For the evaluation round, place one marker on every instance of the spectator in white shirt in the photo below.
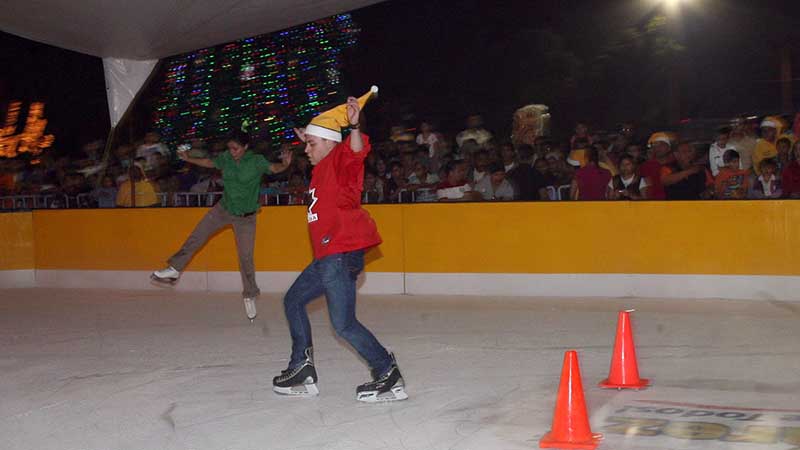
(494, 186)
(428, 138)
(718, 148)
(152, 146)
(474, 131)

==

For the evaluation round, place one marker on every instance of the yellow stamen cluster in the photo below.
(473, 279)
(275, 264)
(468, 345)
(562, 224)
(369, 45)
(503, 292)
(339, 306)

• _EXERCISE AIM_:
Count how many lines of the data above contain the word "evaluation", and give only that number.

• _WORKED SOLUTION_:
2